__DIRECTIONS__: Retype the data below word for word, from the line containing "The locator SHOULD return, for each instance of the rusty wheel" through the end of the data.

(Records)
— START —
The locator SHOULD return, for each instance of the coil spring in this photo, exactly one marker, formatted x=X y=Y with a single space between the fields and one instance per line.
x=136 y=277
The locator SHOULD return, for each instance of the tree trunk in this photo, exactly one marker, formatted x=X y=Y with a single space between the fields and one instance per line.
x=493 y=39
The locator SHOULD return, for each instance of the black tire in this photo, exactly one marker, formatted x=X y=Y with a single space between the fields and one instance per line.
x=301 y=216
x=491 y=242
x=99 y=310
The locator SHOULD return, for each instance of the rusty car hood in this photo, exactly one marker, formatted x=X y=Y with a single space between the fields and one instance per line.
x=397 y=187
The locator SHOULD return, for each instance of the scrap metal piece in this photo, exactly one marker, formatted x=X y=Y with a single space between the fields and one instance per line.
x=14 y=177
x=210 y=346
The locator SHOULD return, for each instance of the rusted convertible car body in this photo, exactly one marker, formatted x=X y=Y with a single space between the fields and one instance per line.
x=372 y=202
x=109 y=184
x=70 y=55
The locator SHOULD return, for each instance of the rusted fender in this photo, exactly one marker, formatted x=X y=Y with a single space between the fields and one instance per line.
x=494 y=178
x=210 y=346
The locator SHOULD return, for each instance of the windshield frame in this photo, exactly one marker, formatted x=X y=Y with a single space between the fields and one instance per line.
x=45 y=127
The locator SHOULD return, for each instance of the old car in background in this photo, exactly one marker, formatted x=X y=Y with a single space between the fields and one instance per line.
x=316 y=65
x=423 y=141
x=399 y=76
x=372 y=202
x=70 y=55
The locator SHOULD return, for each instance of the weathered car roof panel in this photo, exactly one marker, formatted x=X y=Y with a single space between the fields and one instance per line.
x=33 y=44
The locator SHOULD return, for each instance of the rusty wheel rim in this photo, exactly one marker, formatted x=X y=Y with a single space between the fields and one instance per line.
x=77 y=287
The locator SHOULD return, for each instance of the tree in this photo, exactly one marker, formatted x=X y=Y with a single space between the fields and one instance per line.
— END —
__WRITTEN SOLUTION__:
The locator SHOULD return, for each instance of the rusty wheel rim in this photo, exactly one marker, formatted x=X y=Y with a single space between the fields and one instance per line.
x=77 y=287
The locator SHOULD return, for each instance of the tree in this photo, exactly one marker, formatted x=X y=Y with a single space between the fields and one instance per line.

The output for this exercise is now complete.